### DOCUMENT SEGMENT
----------

The commission is currently mulling whether to launch a formal inquiry into Labour MP Shane Jones' allegations that Countdown pressured suppliers into making payments or else face having their products pulled from its shelves.
Mr Jones, the Food and Grocery Council and Prime Minister John Key have all called for suppliers who come forward with information to be able to do so anonymously.
This afternoon the commission said it would grant them that protection.
"The commission will not disclose the identity and/or information unless consent is given or the commission is required to by law" it said in a statement.
"If confidentiality is a concern then it should be raised when first contact is made with the commission."
Mr Key this morning underlined his support for a formal investigation, saying that while he had never seen anything to demonstrate that Countdown was performing or acting improperly, "for everybody, Countdown themselves and New Zealand consumers and for New Zealand workers we need to understand what's gone on".
Meanwhile, as a campaign to boycott Countdown supermarkets gathers pace, Mr Key warned against adopting protectionist measures.
Tauranga man Nevan Lancaster a week ago started a Facebook page "Boycott Countdown"in response to Countdown's Australian parent company, Woolworths Ltd, dropping New Zealand suppliers from some of its own brand product lines in Australia in favour of local suppliers.
The number of "likes" leapt from 1000 on Wednesday to 8117 by this afternoon following Mr Jones' allegations.
Mr Lancaster wants people to stop shopping at Countdown and instead give their grocery dollar to locally-owned producers and suppliers.
"Basically if our goods are not good enough to be sold to Australians, then the company is not good enough to sell to us," Mr Lancaster said.
This morning Mr Key said that with New Zealand so reliant on food exports, "if we get too protectionist in New Zealand, while it might feel good in the very short term, in the long term we run the risk that there's retaliatory action around the world and we don't benefit from that at all".

----------

### DATA EXCERPTS
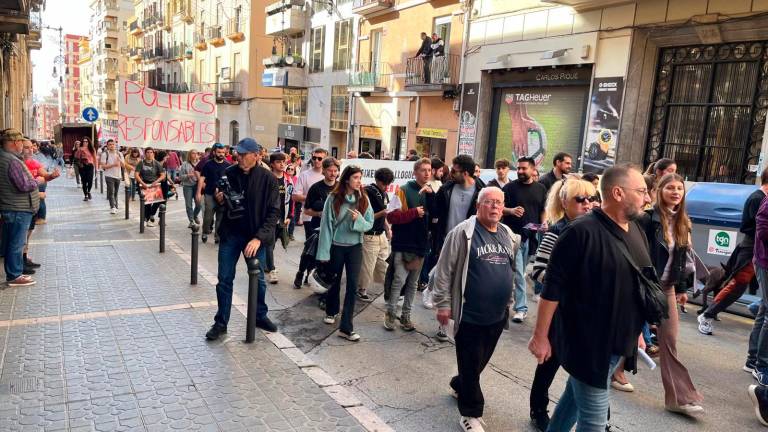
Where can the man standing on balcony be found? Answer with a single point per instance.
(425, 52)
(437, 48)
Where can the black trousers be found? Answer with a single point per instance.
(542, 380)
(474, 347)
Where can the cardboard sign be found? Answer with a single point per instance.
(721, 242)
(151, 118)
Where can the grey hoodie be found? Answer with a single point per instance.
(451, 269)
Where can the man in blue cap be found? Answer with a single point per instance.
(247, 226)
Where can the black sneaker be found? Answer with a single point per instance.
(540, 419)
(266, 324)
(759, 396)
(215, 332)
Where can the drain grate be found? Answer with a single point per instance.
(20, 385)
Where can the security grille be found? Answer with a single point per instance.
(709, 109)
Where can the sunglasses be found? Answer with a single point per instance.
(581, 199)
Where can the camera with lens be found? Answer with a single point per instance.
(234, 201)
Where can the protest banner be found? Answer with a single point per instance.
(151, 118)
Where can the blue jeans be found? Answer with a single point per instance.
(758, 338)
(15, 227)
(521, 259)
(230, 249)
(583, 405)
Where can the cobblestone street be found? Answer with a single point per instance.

----------

### STATED EXERCISE
Extract everything in the Countdown news passage from "The commission is currently" down to "them that protection.", copied word for word.

### CORRECT RESULT
The commission is currently mulling whether to launch a formal inquiry into Labour MP Shane Jones' allegations that Countdown pressured suppliers into making payments or else face having their products pulled from its shelves.
Mr Jones, the Food and Grocery Council and Prime Minister John Key have all called for suppliers who come forward with information to be able to do so anonymously.
This afternoon the commission said it would grant them that protection.